Written exercise 1: Reproduce verbatim the part of the Ford Europe article from "Three distinct divisions" to "and product development.".

Blue Oval says it will be back in profit soon.

Ford, which is currently going through a somewhat painful restructuring process (including possible redundancies in its Irish operations) has announced that its new European business plan comes into force on July 1st.

"Ford will be a more targeted business in Europe, consistent with the company's global redesign, generating higher returns through our focus on customer needs and a lean structure," said Stuart Rowley, president, Ford of Europe. "Implementing our new strategy quickly enables us to invest and grow our leading commercial vehicle business and provide customers with more electrified vehicles, SUVs, exciting performance derivatives and iconic imported models."

Three distinct divisions

Ford of Europe will now be divided into three sections: Commercial Vehicles (CVs), Passenger Vehicles (PVs) and Imports - are established to facilitate fast decision-making centred on customer needs. Each has a dedicated management organisation including leaders responsible for marketing, manufacturing and product development.

In spite of Brexit, the Commercial Vehicles department will be centred on Dunton in the UK. General manager Hans Schep has said that "Ford intends to grow its leadership as the top-selling CV brand in Europe, including leading the pickup segment, and to double its CV profitability in Europe in the next five years." That plan includes the much-publicised vehicle sharing agreement with Volkswagen, as well as joint ventures in Turkey and Russia.

Data shown:

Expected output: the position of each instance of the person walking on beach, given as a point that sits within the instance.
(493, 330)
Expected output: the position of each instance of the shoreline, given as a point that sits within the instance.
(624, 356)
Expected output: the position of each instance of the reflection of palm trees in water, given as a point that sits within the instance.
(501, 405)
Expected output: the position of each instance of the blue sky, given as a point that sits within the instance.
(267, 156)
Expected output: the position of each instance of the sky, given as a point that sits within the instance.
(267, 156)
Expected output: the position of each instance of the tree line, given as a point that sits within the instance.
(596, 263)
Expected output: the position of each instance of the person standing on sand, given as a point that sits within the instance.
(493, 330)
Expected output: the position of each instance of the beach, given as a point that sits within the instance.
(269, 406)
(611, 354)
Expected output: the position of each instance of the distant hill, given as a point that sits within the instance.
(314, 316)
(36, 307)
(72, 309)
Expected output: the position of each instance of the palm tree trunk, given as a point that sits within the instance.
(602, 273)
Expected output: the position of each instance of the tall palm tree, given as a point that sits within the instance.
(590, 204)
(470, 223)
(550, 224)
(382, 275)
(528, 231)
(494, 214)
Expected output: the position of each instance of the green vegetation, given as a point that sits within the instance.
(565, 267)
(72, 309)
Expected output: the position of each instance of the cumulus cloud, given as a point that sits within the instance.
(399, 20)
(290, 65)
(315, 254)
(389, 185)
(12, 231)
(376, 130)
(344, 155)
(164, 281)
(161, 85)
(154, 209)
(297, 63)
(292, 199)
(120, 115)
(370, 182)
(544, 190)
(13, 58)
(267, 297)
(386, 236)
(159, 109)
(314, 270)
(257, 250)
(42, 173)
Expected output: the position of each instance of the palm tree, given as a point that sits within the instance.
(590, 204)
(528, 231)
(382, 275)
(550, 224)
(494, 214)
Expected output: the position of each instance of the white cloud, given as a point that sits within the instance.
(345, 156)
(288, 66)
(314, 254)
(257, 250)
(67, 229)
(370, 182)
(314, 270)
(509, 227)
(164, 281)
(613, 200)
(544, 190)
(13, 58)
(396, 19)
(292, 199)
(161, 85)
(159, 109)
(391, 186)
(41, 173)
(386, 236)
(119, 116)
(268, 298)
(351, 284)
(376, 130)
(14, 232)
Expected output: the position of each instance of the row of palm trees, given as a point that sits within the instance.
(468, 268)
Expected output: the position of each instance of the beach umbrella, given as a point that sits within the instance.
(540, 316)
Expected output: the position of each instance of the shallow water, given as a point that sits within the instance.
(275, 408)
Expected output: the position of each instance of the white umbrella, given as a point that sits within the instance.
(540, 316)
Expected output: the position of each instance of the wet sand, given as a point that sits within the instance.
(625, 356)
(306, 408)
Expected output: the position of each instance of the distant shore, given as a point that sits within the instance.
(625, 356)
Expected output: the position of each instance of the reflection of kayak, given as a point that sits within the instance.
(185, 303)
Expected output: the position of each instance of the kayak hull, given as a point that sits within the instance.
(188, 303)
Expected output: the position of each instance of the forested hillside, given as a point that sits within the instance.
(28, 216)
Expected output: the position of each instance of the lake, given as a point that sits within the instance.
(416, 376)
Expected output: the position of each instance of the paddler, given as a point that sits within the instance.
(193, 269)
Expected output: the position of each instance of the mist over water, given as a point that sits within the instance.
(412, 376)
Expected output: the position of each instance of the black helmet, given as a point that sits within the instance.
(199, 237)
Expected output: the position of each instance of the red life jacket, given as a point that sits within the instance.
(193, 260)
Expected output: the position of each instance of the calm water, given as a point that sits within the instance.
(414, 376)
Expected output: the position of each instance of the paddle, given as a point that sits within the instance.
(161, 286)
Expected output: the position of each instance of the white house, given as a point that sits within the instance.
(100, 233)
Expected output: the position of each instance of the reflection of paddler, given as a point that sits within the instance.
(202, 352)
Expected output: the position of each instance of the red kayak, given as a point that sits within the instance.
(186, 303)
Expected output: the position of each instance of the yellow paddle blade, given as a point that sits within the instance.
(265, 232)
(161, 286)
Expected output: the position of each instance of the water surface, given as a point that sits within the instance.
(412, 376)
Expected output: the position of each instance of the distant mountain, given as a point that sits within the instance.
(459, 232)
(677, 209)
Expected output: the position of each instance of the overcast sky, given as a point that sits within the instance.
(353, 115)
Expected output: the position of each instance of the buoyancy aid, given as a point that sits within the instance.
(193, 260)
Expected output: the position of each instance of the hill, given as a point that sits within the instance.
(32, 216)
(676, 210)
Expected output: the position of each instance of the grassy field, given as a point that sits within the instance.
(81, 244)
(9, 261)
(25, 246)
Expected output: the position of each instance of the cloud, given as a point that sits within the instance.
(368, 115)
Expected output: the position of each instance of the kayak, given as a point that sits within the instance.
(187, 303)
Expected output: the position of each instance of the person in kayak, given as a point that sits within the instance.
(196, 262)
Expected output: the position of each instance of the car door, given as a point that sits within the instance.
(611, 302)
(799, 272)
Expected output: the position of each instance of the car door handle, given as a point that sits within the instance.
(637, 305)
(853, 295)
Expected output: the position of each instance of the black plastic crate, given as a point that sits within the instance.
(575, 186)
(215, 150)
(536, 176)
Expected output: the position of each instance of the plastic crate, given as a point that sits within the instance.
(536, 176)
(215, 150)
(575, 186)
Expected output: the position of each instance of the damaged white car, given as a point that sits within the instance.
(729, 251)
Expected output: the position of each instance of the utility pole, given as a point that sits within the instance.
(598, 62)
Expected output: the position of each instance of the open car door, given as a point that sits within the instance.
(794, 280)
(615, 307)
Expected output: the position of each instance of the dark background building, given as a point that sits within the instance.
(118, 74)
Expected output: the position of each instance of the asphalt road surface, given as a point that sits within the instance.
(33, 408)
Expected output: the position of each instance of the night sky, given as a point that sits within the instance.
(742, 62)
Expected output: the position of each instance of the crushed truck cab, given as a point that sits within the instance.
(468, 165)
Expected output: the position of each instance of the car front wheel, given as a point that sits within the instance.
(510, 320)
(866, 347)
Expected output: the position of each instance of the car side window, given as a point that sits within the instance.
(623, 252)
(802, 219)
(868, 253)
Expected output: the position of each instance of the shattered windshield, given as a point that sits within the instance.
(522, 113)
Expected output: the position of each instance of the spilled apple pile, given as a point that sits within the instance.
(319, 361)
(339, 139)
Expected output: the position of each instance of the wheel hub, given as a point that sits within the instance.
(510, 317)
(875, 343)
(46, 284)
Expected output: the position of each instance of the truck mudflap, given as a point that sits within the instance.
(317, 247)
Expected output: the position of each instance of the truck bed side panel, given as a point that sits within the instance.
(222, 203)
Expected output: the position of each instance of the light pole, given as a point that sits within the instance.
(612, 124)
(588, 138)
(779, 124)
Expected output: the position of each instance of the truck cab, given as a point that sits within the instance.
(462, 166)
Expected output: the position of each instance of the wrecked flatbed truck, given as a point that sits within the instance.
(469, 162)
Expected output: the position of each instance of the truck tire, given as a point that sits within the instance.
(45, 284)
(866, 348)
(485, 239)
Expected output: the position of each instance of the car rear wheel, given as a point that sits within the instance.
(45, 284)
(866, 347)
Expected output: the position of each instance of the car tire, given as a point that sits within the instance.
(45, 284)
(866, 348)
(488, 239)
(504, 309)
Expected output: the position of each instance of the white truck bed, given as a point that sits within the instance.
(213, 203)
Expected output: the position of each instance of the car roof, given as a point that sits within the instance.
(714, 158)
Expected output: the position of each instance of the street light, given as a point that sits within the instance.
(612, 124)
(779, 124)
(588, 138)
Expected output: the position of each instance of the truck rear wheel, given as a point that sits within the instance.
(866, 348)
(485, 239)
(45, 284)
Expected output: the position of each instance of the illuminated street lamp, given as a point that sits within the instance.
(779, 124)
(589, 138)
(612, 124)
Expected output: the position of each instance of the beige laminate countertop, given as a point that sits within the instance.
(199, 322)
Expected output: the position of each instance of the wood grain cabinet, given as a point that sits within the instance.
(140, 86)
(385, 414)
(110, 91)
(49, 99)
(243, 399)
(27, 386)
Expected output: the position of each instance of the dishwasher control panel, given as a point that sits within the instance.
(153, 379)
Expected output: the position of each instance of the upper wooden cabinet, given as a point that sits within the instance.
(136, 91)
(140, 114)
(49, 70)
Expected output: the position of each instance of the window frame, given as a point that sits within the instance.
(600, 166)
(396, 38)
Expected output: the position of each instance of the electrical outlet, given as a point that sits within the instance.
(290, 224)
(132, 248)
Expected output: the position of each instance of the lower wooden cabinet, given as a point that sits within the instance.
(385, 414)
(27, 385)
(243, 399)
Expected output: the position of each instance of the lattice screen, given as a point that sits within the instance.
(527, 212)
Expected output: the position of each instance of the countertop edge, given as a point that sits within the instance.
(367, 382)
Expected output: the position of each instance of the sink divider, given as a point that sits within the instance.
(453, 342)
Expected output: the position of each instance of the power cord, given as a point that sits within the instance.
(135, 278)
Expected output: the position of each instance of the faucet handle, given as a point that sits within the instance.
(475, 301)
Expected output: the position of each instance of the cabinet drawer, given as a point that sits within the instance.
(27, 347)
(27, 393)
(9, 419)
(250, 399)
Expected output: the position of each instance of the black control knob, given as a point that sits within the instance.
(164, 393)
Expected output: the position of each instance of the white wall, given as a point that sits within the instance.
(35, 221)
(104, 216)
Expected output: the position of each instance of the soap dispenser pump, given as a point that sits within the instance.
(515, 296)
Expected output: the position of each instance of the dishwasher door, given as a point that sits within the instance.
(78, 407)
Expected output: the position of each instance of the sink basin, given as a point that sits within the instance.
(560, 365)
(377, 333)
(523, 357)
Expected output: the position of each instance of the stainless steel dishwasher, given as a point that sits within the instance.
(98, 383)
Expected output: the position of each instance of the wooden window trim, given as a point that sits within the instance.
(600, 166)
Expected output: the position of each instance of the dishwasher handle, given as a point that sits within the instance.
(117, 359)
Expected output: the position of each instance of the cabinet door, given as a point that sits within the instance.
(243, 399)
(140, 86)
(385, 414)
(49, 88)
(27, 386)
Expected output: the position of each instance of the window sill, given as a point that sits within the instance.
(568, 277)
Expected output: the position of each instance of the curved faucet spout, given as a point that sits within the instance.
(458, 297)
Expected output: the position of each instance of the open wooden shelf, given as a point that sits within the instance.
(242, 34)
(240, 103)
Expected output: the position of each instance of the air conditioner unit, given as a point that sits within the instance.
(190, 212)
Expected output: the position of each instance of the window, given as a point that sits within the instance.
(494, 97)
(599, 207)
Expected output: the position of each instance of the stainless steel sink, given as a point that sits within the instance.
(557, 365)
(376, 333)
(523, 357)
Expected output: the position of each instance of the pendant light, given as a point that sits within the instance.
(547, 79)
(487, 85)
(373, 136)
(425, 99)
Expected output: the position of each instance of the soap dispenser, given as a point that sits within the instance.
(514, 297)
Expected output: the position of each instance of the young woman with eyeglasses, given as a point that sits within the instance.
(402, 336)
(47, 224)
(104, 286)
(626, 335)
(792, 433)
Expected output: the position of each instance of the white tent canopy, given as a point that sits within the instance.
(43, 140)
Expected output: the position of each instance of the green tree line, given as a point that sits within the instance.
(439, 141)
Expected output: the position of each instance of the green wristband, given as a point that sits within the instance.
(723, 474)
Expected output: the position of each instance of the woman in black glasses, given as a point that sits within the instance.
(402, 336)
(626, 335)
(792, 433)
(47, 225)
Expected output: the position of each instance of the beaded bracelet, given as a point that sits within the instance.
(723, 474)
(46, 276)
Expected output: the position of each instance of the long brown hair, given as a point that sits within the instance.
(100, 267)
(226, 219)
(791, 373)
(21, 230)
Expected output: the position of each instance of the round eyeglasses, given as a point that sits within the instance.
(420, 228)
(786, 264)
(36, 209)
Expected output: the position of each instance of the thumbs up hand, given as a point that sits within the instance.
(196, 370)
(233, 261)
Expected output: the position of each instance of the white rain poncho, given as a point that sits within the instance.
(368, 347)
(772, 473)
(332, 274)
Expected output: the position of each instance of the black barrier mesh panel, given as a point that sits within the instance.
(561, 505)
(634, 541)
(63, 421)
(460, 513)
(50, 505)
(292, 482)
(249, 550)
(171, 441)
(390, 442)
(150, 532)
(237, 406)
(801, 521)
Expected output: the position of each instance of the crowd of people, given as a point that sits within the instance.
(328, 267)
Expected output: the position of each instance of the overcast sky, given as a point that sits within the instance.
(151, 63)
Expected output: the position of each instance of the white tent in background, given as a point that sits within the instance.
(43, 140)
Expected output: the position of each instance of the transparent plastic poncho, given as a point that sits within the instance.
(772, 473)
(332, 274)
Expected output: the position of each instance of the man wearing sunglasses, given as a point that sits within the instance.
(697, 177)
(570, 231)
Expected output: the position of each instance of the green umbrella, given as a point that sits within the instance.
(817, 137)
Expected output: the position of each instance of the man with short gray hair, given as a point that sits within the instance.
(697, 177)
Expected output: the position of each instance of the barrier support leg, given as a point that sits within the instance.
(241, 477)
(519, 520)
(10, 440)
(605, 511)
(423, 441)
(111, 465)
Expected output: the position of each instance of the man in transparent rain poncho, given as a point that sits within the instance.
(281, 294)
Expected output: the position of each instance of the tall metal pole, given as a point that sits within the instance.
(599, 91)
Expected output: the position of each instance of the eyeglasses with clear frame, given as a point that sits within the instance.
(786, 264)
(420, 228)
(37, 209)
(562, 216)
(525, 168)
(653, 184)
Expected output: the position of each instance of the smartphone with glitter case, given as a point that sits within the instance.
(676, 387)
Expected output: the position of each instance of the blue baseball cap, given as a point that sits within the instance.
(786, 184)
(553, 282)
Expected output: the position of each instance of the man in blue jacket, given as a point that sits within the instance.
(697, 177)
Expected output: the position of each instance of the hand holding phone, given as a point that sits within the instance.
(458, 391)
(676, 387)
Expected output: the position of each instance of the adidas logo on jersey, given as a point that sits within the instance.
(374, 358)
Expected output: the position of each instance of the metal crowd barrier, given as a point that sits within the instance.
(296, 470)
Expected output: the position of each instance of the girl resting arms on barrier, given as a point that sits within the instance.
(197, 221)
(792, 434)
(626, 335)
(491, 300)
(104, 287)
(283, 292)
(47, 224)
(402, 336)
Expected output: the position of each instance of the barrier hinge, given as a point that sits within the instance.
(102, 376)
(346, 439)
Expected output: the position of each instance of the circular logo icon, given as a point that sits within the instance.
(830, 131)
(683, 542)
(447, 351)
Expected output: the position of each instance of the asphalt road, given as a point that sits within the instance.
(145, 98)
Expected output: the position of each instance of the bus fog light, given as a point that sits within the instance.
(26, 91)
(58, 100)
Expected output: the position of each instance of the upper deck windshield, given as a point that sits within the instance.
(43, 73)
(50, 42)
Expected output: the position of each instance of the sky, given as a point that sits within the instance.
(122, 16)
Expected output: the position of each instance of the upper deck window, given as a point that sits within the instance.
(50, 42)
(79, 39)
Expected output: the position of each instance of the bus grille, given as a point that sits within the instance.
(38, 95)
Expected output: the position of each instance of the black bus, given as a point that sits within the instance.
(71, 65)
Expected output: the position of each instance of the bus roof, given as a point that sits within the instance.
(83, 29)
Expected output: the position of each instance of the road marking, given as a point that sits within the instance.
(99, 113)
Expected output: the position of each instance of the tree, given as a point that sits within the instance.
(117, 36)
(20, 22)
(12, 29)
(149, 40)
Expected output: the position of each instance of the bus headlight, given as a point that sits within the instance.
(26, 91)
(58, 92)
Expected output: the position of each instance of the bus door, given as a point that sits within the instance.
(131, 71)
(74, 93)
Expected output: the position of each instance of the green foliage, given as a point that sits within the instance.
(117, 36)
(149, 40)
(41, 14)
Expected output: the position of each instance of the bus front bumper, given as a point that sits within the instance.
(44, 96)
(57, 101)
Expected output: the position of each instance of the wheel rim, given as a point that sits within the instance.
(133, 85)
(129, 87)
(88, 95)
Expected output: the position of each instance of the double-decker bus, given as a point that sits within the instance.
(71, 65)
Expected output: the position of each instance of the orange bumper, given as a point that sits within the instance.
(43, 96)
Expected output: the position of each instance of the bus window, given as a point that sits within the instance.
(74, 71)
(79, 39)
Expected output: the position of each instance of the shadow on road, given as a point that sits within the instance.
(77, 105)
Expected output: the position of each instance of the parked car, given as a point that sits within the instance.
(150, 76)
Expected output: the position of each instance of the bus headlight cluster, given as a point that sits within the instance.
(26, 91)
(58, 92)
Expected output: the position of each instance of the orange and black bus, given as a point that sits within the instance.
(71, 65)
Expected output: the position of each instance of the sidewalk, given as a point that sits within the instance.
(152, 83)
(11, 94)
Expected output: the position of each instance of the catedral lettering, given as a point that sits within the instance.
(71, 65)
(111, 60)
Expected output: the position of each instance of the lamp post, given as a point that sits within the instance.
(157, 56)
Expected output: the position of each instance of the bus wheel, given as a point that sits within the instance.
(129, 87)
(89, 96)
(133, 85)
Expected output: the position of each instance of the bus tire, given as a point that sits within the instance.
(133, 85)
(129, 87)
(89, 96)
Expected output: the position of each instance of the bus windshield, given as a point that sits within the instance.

Written exercise 2: Recast the lines of the records from the line with "bus window, given" through the last line of the records as a Markdown table with the columns Row and Line. Leave out blank lines.

Correct response 1:
Three distinct divisions

Ford of Europe will now be divided into three sections: Commercial Vehicles (CVs), Passenger Vehicles (PVs) and Imports - are established to facilitate fast decision-making centred on customer needs. Each has a dedicated management organisation including leaders responsible for marketing, manufacturing and product development.

Correct response 2:
| Row | Line |
|---|---|
| 1 | Expected output: the position of each instance of the bus window, given as a point that sits within the instance. |
| 2 | (74, 71) |
| 3 | (79, 39) |
| 4 | Expected output: the position of each instance of the shadow on road, given as a point that sits within the instance. |
| 5 | (77, 105) |
| 6 | Expected output: the position of each instance of the parked car, given as a point that sits within the instance. |
| 7 | (150, 76) |
| 8 | Expected output: the position of each instance of the bus headlight cluster, given as a point that sits within the instance. |
| 9 | (26, 91) |
| 10 | (58, 92) |
| 11 | Expected output: the position of each instance of the orange and black bus, given as a point that sits within the instance. |
| 12 | (71, 65) |
| 13 | Expected output: the position of each instance of the sidewalk, given as a point that sits within the instance. |
| 14 | (152, 83) |
| 15 | (11, 94) |
| 16 | Expected output: the position of each instance of the catedral lettering, given as a point that sits within the instance. |
| 17 | (71, 65) |
| 18 | (111, 60) |
| 19 | Expected output: the position of each instance of the lamp post, given as a point that sits within the instance. |
| 20 | (157, 56) |
| 21 | Expected output: the position of each instance of the bus wheel, given as a point that sits within the instance. |
| 22 | (129, 87) |
| 23 | (89, 96) |
| 24 | (133, 85) |
| 25 | Expected output: the position of each instance of the bus tire, given as a point that sits within the instance. |
| 26 | (133, 85) |
| 27 | (129, 87) |
| 28 | (89, 96) |
| 29 | Expected output: the position of each instance of the bus windshield, given as a point that sits within the instance. |